Start of Record extracts
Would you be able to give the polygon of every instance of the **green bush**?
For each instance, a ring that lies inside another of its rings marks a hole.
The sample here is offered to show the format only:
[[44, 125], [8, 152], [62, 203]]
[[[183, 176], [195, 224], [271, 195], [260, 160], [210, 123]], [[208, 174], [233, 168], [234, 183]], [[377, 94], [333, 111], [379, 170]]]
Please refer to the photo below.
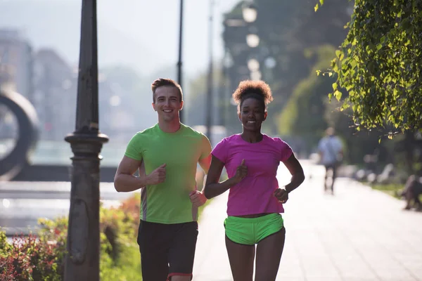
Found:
End of Record extracts
Exercise aim:
Please write out only the stretch of the listing from its start through the line containing "[[44, 125], [8, 152], [62, 203]]", replacing "green bush" with "parked bicycle" and keeping everything else unchanged.

Full output:
Would you be able to give the polygon of every instance of the **parked bicycle**?
For each instance, a ring that lies inside another of its rings marks a hole.
The sample here is offered to show the format only:
[[44, 125], [8, 152], [62, 203]]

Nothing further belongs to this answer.